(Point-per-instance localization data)

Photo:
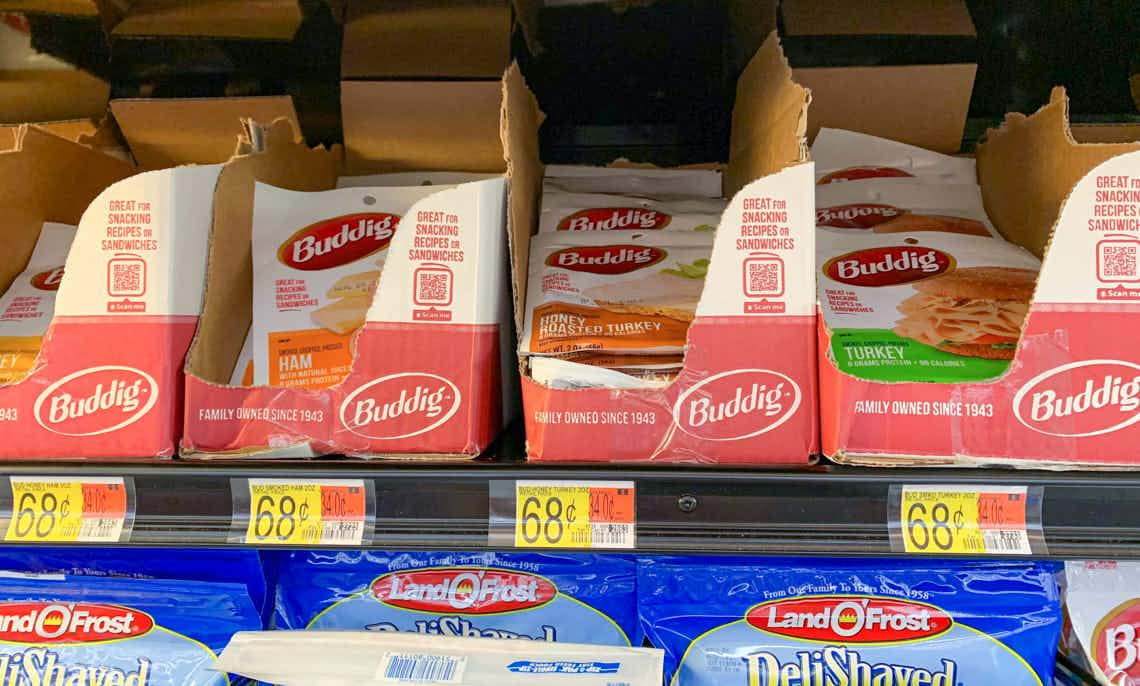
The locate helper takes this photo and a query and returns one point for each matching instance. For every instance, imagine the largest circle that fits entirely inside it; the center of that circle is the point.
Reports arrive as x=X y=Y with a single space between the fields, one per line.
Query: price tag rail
x=822 y=512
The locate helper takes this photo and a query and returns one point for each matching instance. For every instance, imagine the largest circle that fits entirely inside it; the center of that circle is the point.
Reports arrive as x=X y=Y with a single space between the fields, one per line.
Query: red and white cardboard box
x=1072 y=394
x=747 y=393
x=107 y=381
x=426 y=369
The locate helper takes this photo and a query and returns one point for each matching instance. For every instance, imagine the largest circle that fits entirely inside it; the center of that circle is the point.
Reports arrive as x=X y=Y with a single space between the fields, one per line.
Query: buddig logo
x=609 y=219
x=737 y=405
x=96 y=400
x=607 y=259
x=399 y=406
x=864 y=215
x=890 y=266
x=339 y=241
x=75 y=622
x=848 y=620
x=1081 y=399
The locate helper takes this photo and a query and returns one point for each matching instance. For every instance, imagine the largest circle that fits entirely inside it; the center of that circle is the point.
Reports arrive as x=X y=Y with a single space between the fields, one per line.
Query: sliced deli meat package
x=1104 y=610
x=923 y=307
x=613 y=292
x=604 y=212
x=849 y=156
x=27 y=304
x=317 y=260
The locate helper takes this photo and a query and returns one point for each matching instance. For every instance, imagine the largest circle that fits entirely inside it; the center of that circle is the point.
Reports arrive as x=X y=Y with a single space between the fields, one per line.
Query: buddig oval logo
x=339 y=241
x=862 y=215
x=466 y=590
x=607 y=259
x=890 y=266
x=737 y=405
x=1081 y=399
x=849 y=619
x=49 y=279
x=70 y=622
x=96 y=400
x=400 y=406
x=615 y=219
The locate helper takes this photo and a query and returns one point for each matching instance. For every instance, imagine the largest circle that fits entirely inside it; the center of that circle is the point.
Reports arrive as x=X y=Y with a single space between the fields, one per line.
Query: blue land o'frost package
x=570 y=598
x=823 y=622
x=60 y=630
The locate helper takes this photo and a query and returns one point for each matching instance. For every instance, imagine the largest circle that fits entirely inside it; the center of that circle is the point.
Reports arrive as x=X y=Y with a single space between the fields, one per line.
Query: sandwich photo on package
x=613 y=292
x=926 y=307
x=317 y=260
x=849 y=156
x=27 y=305
x=361 y=658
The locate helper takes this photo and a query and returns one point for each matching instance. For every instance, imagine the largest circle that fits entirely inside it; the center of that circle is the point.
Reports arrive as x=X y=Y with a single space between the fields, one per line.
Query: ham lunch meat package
x=978 y=320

__Task statement__: Could you set down every entry above exactly as it stands, with no images?

__Response area__:
Photo:
The locate helper takes this photo and a query and returns one point for each matching instance. For every instance, imagine the largest circle that fits entirely inside it; the center of that circle is the point.
Reports arrive as x=X y=Y with a single space between the fields, one per line.
Query: price tag rail
x=822 y=512
The locate helper takes this photo and a query and returns one point for each matching instance. For every instance, imagine the largest circle that fits entirely inside it; the center of that circle is the point.
Reports arrive as x=X y=Y with a single space between the fields, one per line.
Query: red and white cardboard box
x=1072 y=394
x=747 y=393
x=107 y=381
x=426 y=369
The locate helper takes this photo and a query and returns one point for each matching instance. For every instance, imagine the largest circle that fits entirely inside it; the center of that circle is the point.
Reports arrive as x=X y=Y with a single space between the fields, one per line.
Query: buddig logo
x=609 y=219
x=737 y=405
x=96 y=400
x=607 y=259
x=399 y=406
x=864 y=215
x=890 y=266
x=339 y=241
x=75 y=622
x=848 y=620
x=1081 y=399
The locate helper takes this photo and a query and returns one point for each matching instance. For every instance, imagine the largest circle that fits entirely inside it; the center of that circle is the point.
Reports arrive as x=X y=Y with a single space between the fields, one per line.
Query: sliced deli meat package
x=1104 y=610
x=923 y=307
x=613 y=292
x=604 y=212
x=849 y=156
x=27 y=304
x=317 y=260
The locate helper takes this photo and a query and returns one point for each matching instance. For every instance, imagine the largest circle that fits entirely inside it; the center of that circle is the point.
Reports arrive as x=X y=Y with a single space between the fields, one per line.
Query: buddig oval logo
x=339 y=241
x=862 y=215
x=466 y=590
x=607 y=259
x=890 y=266
x=737 y=405
x=1081 y=399
x=849 y=619
x=49 y=279
x=70 y=622
x=96 y=400
x=400 y=406
x=615 y=219
The locate helper takes this photo and a query and returns one point for each matching instance. For every instance, imagine the largest circle that fits entirely inside it; the center of that circle is the point.
Reports arrive as x=X y=Y with a single space between the fields, one per line.
Query: blue land o'frost package
x=570 y=598
x=823 y=622
x=60 y=630
The locate helper takes this photo and a query and returns one point for each matching instance. For every instance, imagine the largest circle that fits entirely inside it; the center of that circle is the point.
Reports arrive as x=X y=Y with a single space between the fields, one per line.
Query: sandwich photo on package
x=613 y=292
x=926 y=307
x=317 y=260
x=849 y=156
x=27 y=305
x=361 y=658
The locate helper takes this photo and a query and returns one point for each matching instance. For every instance, imagine the largest circle that fits entirely inside it; the center of that circle is the point.
Reports arrive as x=X y=Y with a single space between the fields, one per line.
Query: ham lunch meat package
x=978 y=320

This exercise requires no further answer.